**EXERCISE**
Copy out the line that contains "TARGET: la vuelta text on shirt" and the lines after it through the final one in the entries below, exactly, with no other lines.

(Saved entries)

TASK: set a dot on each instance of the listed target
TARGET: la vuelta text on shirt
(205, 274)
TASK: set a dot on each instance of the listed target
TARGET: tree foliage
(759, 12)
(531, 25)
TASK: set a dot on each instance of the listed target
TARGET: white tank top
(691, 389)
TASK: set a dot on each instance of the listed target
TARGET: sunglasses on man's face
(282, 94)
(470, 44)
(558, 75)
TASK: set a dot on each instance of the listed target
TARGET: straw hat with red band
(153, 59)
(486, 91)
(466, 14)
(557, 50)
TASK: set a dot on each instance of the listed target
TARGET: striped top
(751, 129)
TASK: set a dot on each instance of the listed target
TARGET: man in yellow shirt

**WRITTEN SOLUTION**
TARGET: la vuelta text on shirt
(205, 274)
TASK: set a dot on each instance of the listed target
TARGET: tree foliage
(759, 12)
(531, 25)
TASK: set a dot on each instance of the listed target
TARGET: white tank top
(691, 389)
TASK: set a dot on each instance of the listed target
TARGET: sunglasses on man's face
(282, 94)
(470, 44)
(558, 75)
TASK: set a dot on each instance of the listed target
TARGET: straw hat with red band
(153, 59)
(486, 91)
(466, 14)
(557, 50)
TASK: set a dot on each instance of the listed target
TARGET: striped top
(751, 129)
TASK: set a dot on each instance of the listed target
TARGET: man in yellow shirt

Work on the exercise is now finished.